S. Christmas 1.19 “Collateral Damage” Matt. 2:13-23

    “Look what You did! I mean, nice of You, God, to send us a Savior cuter than Baby Yoda—we enjoyed Him almost as much as the Mandalorian—and the vacation, presents, travels and all (if only You could commercialize Christmas, mmm… You might have something, there 🙂 but was it worth it? I mean, look at the civilian casualties, the collateral damage! You got Herod all riled up by those Magi searching for a New King (I guess those three should feel pretty bad too—if only they’d followed instructions, waited for the star to guide them and not charged into Herod’s palace, all ‘we don’t need directions, we got this; hey! where’s the new king, baby?’ those holy innocents might have survived. Magicians? Wise men? More like typical men! But really it’s Your fault Mr. God, because You surely saw that coming, could have given better directions). Clearly, getting everyone wound up: ‘Oh, look! A New King, a Savior!’ led directly to the deaths of all those baby boys in Bethlehem and Judea. Why not just kill Herod instead of the kids? Merry Christmas?! Not for Bethlehem’s other baby boys it’s not!

    That’s the way the world would see it, I think, if they considered our Gospel for today. Fortunately, not many of them show up for Christmas itself—to say nothing of the Sunday after, to say nothing of doing serious bible reading—that only attracts the hard-core like you all. If the world came to church today, got a load of this Gospel, the massacre of the innocents, they’d really be down on Christmas! The pain, I’m sure the world would judge, is not worth the gain.

    But maybe even Christians get squirmy with this Gospel reading? It was a terrible thing, Greg. Nothing worse than little babies brutally murdered right in front of their mommas. And come to think of it, what do we think of this part of the Story, anyway? It takes an awful lot of the holly/jolly out of Christmas doesn’t it?

    Someone in our Tuesday morning Bible study (thanks for coming early Christmas Eve, you stalwarts, to help with this sermon—the good parts are yours, the bad all mine) had a great question; he asked: “If the slaughter of the innocent bystanders fulfilled a prophecy from Jeremiah, why are we reading Isaiah for our Old Testament lesson? Wouldn’t Jeremiah help us understand better?” I kind of dismissed the question at the time, because I couldn’t think of a witty rejoinder and figured those Vatican II loving lectionary guys (like Paul Grime) knew what they were about. But, when I did go and do a close read of Jeremiah chapter 31, in the middle of which this prophecy occurs, I realized that was a great question! I think we do have the wrong Old Testament reading for this Gospel. Because the context (context is so important, don’t you agree?) of Jeremiah’s prophecy really does give an answer to the “what does this mean?” question so beloved of Lutherans.
◆ ◆ ◆ ◆
→ Exercise task 1
Edit the sermon on Matthew 2:13-23 between "That’s the way" and "worth the gain.", inclusive, so that "massacre" reads "slaughter".
→ Exercise task 2
Carry the sermon on Matthew 2:13-23 forward from its final sentence.
◆ ◆ ◆ ◆
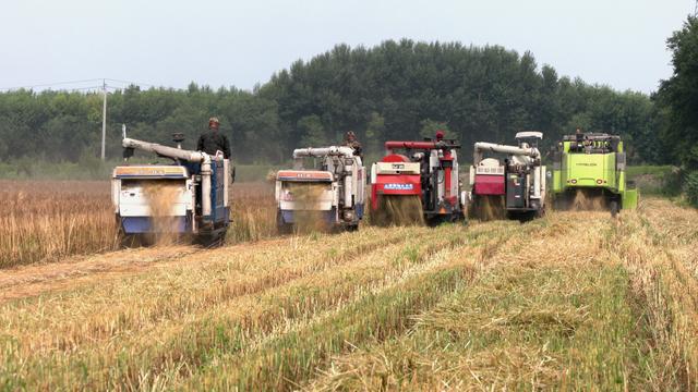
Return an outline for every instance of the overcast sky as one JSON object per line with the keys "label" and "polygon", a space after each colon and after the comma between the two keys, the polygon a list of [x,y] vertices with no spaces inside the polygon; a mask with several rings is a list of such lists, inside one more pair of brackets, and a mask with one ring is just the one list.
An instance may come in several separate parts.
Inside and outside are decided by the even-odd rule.
{"label": "overcast sky", "polygon": [[671,76],[665,40],[694,7],[694,0],[2,0],[0,88],[101,77],[252,88],[339,42],[407,37],[530,50],[561,75],[651,93]]}

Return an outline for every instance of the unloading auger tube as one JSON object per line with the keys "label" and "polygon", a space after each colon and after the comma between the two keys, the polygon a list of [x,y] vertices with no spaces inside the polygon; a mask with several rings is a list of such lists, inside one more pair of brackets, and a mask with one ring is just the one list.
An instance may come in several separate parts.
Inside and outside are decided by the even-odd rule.
{"label": "unloading auger tube", "polygon": [[314,157],[327,157],[327,156],[340,156],[345,158],[353,157],[353,148],[351,147],[309,147],[309,148],[297,148],[293,150],[293,159],[297,158],[314,158]]}
{"label": "unloading auger tube", "polygon": [[[203,195],[210,195],[210,156],[202,151],[185,150],[176,147],[163,146],[157,143],[148,143],[124,137],[121,140],[121,145],[124,148],[133,148],[147,152],[155,152],[163,157],[176,158],[185,160],[189,162],[201,163],[201,188]],[[201,200],[202,213],[204,216],[210,215],[210,198],[202,197]]]}
{"label": "unloading auger tube", "polygon": [[515,156],[530,157],[531,159],[535,159],[540,156],[540,151],[535,147],[516,147],[516,146],[498,145],[494,143],[479,142],[479,143],[476,143],[473,155],[472,155],[474,164],[478,164],[482,160],[482,152],[485,152],[485,151],[510,154]]}

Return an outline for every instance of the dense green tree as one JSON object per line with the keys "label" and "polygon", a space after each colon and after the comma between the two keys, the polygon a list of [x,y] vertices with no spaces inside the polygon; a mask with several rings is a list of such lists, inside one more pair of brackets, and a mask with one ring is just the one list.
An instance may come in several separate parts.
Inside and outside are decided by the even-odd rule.
{"label": "dense green tree", "polygon": [[[670,47],[678,50],[690,39],[682,33]],[[675,54],[675,61],[689,61],[685,57],[690,59]],[[696,72],[685,68],[681,75]],[[695,90],[690,83],[670,81],[661,95],[679,100],[688,90]],[[377,157],[386,139],[421,139],[435,127],[447,130],[469,155],[474,142],[513,143],[524,130],[543,131],[552,145],[578,126],[621,134],[634,163],[660,162],[666,158],[658,146],[683,135],[697,112],[681,109],[685,121],[670,122],[669,105],[559,77],[530,52],[409,39],[372,48],[338,45],[293,62],[252,91],[195,83],[185,89],[130,86],[110,93],[108,101],[109,157],[120,156],[121,124],[131,136],[156,143],[171,144],[171,134],[181,132],[184,147],[193,148],[216,115],[233,158],[258,163],[287,161],[299,146],[337,144],[349,130]],[[100,128],[99,93],[0,93],[0,160],[96,157]],[[660,128],[667,128],[661,138]],[[695,144],[695,132],[683,139]]]}

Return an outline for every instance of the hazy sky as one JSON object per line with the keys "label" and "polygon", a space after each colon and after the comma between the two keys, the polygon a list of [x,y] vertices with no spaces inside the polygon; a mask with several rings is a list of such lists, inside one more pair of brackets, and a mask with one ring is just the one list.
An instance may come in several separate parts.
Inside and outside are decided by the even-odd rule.
{"label": "hazy sky", "polygon": [[335,44],[407,37],[530,50],[561,75],[650,93],[671,76],[665,40],[694,7],[694,0],[2,0],[0,88],[100,77],[251,88]]}

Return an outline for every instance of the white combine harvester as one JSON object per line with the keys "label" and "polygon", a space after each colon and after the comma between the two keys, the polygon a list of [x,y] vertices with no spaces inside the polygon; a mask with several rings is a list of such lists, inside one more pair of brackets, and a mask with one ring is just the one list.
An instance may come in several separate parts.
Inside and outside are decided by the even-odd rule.
{"label": "white combine harvester", "polygon": [[125,137],[124,159],[133,150],[154,152],[169,164],[123,164],[113,169],[111,198],[122,243],[151,243],[161,235],[192,237],[205,245],[220,244],[230,223],[228,196],[231,163],[222,154],[181,149]]}
{"label": "white combine harvester", "polygon": [[[516,134],[518,146],[476,143],[470,168],[471,216],[480,219],[509,218],[520,221],[545,211],[545,167],[538,142],[541,132]],[[486,152],[506,158],[484,158]]]}
{"label": "white combine harvester", "polygon": [[[276,174],[277,225],[288,233],[300,224],[356,230],[363,218],[365,168],[350,147],[293,150],[293,170]],[[312,169],[304,161],[312,159]],[[309,222],[309,220],[311,220]]]}

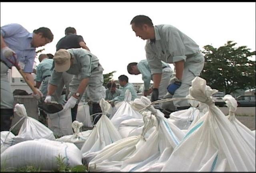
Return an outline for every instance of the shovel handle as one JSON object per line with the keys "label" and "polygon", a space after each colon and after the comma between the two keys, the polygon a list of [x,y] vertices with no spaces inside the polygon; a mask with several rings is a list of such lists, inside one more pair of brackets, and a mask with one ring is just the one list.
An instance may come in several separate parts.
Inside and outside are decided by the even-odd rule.
{"label": "shovel handle", "polygon": [[12,60],[8,58],[6,58],[6,59],[8,61],[9,61],[9,62],[10,62],[11,63],[13,64],[14,66],[15,66],[17,70],[20,72],[20,74],[21,75],[21,76],[22,76],[22,77],[23,77],[23,78],[25,80],[25,81],[26,81],[26,83],[27,83],[27,84],[28,84],[29,87],[30,88],[30,89],[31,89],[31,90],[32,90],[33,92],[34,93],[36,93],[36,92],[37,92],[37,91],[36,90],[36,88],[34,86],[34,85],[31,84],[30,81],[28,80],[28,78],[27,77],[27,76],[23,72],[22,69],[20,68],[20,67],[19,66],[19,65],[18,64],[18,62],[17,60],[17,58],[16,58],[15,55],[14,54],[13,55],[13,58],[14,59],[14,60]]}

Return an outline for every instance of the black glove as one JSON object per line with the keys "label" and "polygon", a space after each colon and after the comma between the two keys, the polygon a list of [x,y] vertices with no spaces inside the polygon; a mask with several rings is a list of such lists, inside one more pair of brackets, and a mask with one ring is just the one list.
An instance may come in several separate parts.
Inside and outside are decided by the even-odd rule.
{"label": "black glove", "polygon": [[167,91],[170,94],[174,95],[176,89],[180,87],[181,85],[181,82],[176,82],[171,84],[169,85],[167,87]]}
{"label": "black glove", "polygon": [[155,101],[158,99],[158,88],[153,88],[153,92],[151,95],[151,102]]}

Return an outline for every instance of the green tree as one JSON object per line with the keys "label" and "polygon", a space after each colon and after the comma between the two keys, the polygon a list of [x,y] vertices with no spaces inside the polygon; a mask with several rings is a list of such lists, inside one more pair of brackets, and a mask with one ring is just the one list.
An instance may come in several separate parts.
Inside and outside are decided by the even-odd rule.
{"label": "green tree", "polygon": [[246,46],[234,47],[228,41],[218,48],[204,47],[204,67],[201,77],[212,88],[230,93],[238,89],[255,87],[255,61],[248,59],[255,55]]}
{"label": "green tree", "polygon": [[110,73],[106,74],[103,74],[103,77],[104,78],[104,82],[103,82],[103,86],[106,87],[107,83],[111,80],[113,80],[113,74],[116,73],[116,71],[113,71]]}

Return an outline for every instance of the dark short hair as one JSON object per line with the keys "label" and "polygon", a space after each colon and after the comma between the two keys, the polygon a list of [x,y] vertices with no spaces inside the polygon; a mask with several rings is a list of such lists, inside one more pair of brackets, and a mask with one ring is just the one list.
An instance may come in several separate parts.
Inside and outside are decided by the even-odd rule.
{"label": "dark short hair", "polygon": [[65,35],[67,35],[69,34],[76,34],[76,30],[74,28],[68,27],[65,30]]}
{"label": "dark short hair", "polygon": [[126,82],[128,82],[128,77],[124,75],[122,75],[118,77],[118,80],[121,81],[126,81]]}
{"label": "dark short hair", "polygon": [[154,26],[152,20],[148,17],[145,15],[138,15],[133,18],[130,24],[134,24],[137,26],[141,26],[146,24],[150,26]]}
{"label": "dark short hair", "polygon": [[39,28],[37,30],[34,30],[33,32],[35,34],[42,33],[43,37],[48,38],[51,41],[51,42],[52,42],[53,40],[53,34],[50,29],[48,28]]}
{"label": "dark short hair", "polygon": [[46,55],[47,55],[48,58],[49,59],[52,59],[53,58],[53,57],[54,56],[52,54],[47,54]]}
{"label": "dark short hair", "polygon": [[109,82],[107,84],[106,87],[109,89],[110,89],[112,87],[116,87],[116,83],[114,82]]}
{"label": "dark short hair", "polygon": [[132,69],[132,66],[137,66],[138,63],[137,62],[131,62],[130,63],[129,63],[127,65],[127,72],[128,72],[128,73],[130,74],[133,74],[131,73],[131,71]]}

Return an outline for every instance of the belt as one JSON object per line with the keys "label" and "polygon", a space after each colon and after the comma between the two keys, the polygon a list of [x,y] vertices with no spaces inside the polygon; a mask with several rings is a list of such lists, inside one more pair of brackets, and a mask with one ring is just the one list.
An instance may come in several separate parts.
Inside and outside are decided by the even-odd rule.
{"label": "belt", "polygon": [[50,77],[50,76],[51,75],[47,75],[47,76],[44,76],[44,77],[43,77],[43,80],[44,80],[44,79],[45,79],[48,77]]}
{"label": "belt", "polygon": [[194,56],[196,55],[198,55],[199,53],[201,52],[201,51],[200,50],[198,50],[197,52],[195,53],[194,54],[190,54],[189,55],[186,55],[186,56],[187,57],[187,58],[191,58],[193,56]]}
{"label": "belt", "polygon": [[94,68],[92,70],[92,71],[96,69],[97,68],[98,68],[98,67],[99,67],[100,66],[100,63],[98,63],[98,67],[95,68]]}

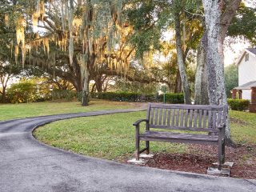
◆ ◆ ◆ ◆
→ Exercise output 1
That’s the way the world would see it, I think, if they considered our Gospel for today. Fortunately, not many of them show up for Christmas itself—to say nothing of the Sunday after, to say nothing of doing serious bible reading—that only attracts the hard-core like you all. If the world came to church today, got a load of this Gospel, the slaughter of the innocents, they’d really be down on Christmas! The pain, I’m sure the world would judge, is not worth the gain.

→ Exercise output 2
    So, detour with me from Bethlehem’s Ground Zero, all the smoke from the soldiers’ flash grenades, the broken in doors, the mothers wailing for the bayonetted babies littering the streets; from Joseph and Mary, heading West with Baby Jesus tucked under their arms, just a few klicks, a couple hills ahead of the soldiers, hurrying to cross the Egyptian border before they’re caught (Joseph’s like Jack Ryan 🙂 meanwhile, the Magi, to the East, are Jedi-mind tricking their way past Syrian border guards: “we are not the magicians you’re looking for. You’re happy to see us and glad to let us go…” much as I’d like to linger there, let’s go back in time 6 centuries to the Jerusalem of Jeremiah…

    And…whoa! It’s a savage time here too! Worser, actually! Jerusalem is besieged by the Babylonian army of Nebuchadnezzar. People are starving, turning cannibal, eating babies (at no time in the ancient world is Jerusalem or environs a particularly safe place for cute babies—kinda like “The Mandalorian”). Jeremiah himself has just been tossed into a sewer to drown in the mire. Everybody’s losing their mind. The worst of times and uh, well… the worst of times.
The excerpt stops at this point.